* **Data extracts**
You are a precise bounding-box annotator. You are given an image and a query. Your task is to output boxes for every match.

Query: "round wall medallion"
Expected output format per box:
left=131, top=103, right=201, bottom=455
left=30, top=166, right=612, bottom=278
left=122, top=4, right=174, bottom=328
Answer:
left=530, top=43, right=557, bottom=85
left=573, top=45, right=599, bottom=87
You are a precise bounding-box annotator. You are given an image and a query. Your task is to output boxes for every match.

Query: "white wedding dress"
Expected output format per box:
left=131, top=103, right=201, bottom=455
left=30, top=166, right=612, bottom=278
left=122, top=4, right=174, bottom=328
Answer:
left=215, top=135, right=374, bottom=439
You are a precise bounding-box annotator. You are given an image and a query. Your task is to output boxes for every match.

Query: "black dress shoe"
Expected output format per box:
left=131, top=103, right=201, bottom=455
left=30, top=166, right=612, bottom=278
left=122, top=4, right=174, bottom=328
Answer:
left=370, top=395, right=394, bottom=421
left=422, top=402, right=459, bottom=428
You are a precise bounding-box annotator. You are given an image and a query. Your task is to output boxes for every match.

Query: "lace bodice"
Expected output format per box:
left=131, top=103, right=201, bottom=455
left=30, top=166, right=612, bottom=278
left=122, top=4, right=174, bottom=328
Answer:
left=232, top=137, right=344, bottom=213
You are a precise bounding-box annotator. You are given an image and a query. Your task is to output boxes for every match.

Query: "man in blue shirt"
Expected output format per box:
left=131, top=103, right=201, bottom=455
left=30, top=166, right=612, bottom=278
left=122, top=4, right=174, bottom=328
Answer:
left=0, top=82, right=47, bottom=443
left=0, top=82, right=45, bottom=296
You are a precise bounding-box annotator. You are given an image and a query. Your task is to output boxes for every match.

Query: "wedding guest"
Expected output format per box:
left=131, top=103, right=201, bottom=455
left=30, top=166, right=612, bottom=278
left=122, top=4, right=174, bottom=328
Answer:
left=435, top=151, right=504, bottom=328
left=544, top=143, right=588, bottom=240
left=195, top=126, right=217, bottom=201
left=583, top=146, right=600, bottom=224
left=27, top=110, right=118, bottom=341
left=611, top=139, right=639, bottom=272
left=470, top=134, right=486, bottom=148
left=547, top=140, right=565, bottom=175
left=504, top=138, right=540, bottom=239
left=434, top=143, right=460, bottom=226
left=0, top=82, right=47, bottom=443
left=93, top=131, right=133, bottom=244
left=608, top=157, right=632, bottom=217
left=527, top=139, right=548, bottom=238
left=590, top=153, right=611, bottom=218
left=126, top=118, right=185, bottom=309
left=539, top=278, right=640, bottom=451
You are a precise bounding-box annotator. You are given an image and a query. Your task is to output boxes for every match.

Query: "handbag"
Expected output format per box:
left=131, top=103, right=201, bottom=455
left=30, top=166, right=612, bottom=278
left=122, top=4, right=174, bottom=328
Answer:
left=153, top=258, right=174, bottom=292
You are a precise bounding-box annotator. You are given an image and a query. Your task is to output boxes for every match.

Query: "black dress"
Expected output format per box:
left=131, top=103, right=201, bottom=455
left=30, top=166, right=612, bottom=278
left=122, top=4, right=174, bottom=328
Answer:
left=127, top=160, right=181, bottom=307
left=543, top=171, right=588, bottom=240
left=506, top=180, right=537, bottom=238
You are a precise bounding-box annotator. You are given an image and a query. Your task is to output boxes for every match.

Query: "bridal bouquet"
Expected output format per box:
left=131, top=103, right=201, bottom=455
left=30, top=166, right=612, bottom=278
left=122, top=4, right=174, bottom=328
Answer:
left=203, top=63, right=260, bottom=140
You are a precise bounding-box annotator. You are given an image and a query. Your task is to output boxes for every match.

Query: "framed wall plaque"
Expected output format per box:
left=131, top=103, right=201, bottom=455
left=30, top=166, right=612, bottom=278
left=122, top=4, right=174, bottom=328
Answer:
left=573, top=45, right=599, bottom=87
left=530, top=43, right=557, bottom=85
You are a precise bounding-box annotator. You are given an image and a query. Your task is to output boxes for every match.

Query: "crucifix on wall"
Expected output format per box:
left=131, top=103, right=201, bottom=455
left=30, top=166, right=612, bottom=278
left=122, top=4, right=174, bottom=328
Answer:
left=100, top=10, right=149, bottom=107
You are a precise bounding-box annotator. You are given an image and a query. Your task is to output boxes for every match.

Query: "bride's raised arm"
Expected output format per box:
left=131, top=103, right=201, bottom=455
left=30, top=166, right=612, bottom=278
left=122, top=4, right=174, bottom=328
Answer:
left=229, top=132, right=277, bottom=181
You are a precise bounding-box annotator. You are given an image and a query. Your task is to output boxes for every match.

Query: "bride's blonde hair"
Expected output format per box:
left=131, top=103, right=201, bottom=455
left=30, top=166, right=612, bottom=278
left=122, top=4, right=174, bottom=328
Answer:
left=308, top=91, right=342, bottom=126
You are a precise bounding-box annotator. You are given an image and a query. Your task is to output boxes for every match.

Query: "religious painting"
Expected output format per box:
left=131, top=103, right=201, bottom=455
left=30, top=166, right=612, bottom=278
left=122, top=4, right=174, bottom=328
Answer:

* **Work request**
Give back each line above exactly as written.

* **Solution**
You are a precise bounding-box annotator. You are given an image and a query. Your task is to output boxes for every match.

Query: "round wall medallion"
Expected output format per box:
left=131, top=103, right=201, bottom=455
left=30, top=166, right=612, bottom=278
left=122, top=4, right=174, bottom=328
Answer:
left=530, top=43, right=557, bottom=85
left=573, top=45, right=599, bottom=87
You are a precise bounding-box annotator. You are given an image and a query. Your task is to output boxes for every match.

Query: "white wedding dress"
Expected output format per box:
left=131, top=103, right=201, bottom=455
left=30, top=166, right=612, bottom=278
left=122, top=4, right=174, bottom=328
Answer:
left=215, top=135, right=374, bottom=439
You are a precise bounding-box annotator. You are given an image and a query. Your task is to output boxes for every match.

Query: "black dress shoe"
Expected output format per box:
left=131, top=103, right=201, bottom=455
left=30, top=166, right=612, bottom=278
left=122, top=4, right=174, bottom=328
Answer:
left=370, top=395, right=394, bottom=421
left=422, top=402, right=459, bottom=428
You are a precise bounding-box annotator. You are given an image and a query. Your task is to output boxes for every match.

Query: "lace bodice"
Expected output format per box:
left=131, top=103, right=201, bottom=455
left=30, top=166, right=612, bottom=278
left=122, top=4, right=174, bottom=328
Answer:
left=232, top=137, right=344, bottom=213
You are a precise bounding-box annotator. You are given an image and a query. Your task is to output boxes for every match.

Query: "man in blue shirt"
Expected output format per box:
left=131, top=103, right=201, bottom=455
left=30, top=166, right=612, bottom=278
left=122, top=4, right=174, bottom=328
Answer:
left=0, top=82, right=47, bottom=443
left=0, top=82, right=45, bottom=296
You are a precise bounding-box annotator. You are given an image and a query. Your task is to output boxes for every match.

Query: "wedding guest"
Expected output format per box:
left=131, top=103, right=201, bottom=455
left=30, top=166, right=612, bottom=278
left=122, top=4, right=174, bottom=328
Answer:
left=435, top=151, right=504, bottom=328
left=544, top=143, right=588, bottom=240
left=195, top=126, right=217, bottom=201
left=583, top=146, right=600, bottom=224
left=27, top=110, right=118, bottom=341
left=611, top=139, right=639, bottom=272
left=470, top=134, right=486, bottom=148
left=547, top=140, right=565, bottom=175
left=504, top=138, right=540, bottom=239
left=434, top=143, right=460, bottom=226
left=0, top=82, right=47, bottom=443
left=93, top=131, right=133, bottom=244
left=608, top=157, right=632, bottom=217
left=527, top=139, right=548, bottom=238
left=590, top=153, right=611, bottom=218
left=126, top=118, right=185, bottom=309
left=539, top=278, right=640, bottom=451
You are a precise bounding-box annotator. You are given an image and a query. Your task is to output boxes for every match.

Query: "handbag"
Expected output format per box:
left=131, top=103, right=201, bottom=455
left=30, top=166, right=612, bottom=278
left=122, top=4, right=174, bottom=328
Answer:
left=153, top=258, right=174, bottom=292
You are a precise bounding-box annotator. You are given an image and a query. Your task is to output boxes for every match.

Query: "black dress"
Expected output format per box:
left=131, top=103, right=201, bottom=455
left=30, top=166, right=612, bottom=278
left=122, top=4, right=174, bottom=328
Answer:
left=127, top=160, right=181, bottom=307
left=543, top=171, right=588, bottom=240
left=506, top=180, right=537, bottom=238
You are a precise bounding-box annotator. You are given an image and a query. Your task is to output boxes for every match.

Query: "bridal bouquet"
Expected output format per box:
left=131, top=103, right=201, bottom=455
left=30, top=166, right=612, bottom=278
left=122, top=4, right=174, bottom=328
Answer:
left=203, top=63, right=260, bottom=140
You are a precise bounding-box annotator. You are given an image and a query. Your task is to output boxes for every match.

Query: "framed wall plaque"
Expected output format per box:
left=131, top=103, right=201, bottom=455
left=30, top=166, right=612, bottom=278
left=122, top=4, right=174, bottom=328
Answer:
left=573, top=45, right=599, bottom=87
left=530, top=43, right=557, bottom=85
You are a precise bounding-box annotator. You are given an image and a query. Your task is to output boxes for every match.

Query: "crucifix on wall"
Expected output format per box:
left=131, top=103, right=201, bottom=455
left=30, top=166, right=612, bottom=278
left=122, top=4, right=174, bottom=328
Answer:
left=100, top=10, right=149, bottom=107
You are a precise bounding-box annotator. You are given an image and a query. Your task is to output boxes for every match.

Query: "bride's raised arm"
Expected output format per box:
left=131, top=103, right=201, bottom=455
left=30, top=166, right=612, bottom=278
left=122, top=4, right=174, bottom=328
Answer:
left=229, top=132, right=277, bottom=181
You are a precise bounding-box annotator. You are given an image and a query. Your task is to output boxes for every match.

Query: "bride's blonde hair"
Expected output format per box:
left=131, top=103, right=201, bottom=455
left=30, top=166, right=612, bottom=278
left=122, top=4, right=174, bottom=328
Answer:
left=308, top=91, right=342, bottom=126
You are a precise bounding-box annotator. You are given an image and a query. Your task is to output boxes for every match.

Query: "religious painting"
Expected output format per box:
left=131, top=103, right=201, bottom=455
left=30, top=166, right=612, bottom=278
left=122, top=4, right=174, bottom=328
Answer:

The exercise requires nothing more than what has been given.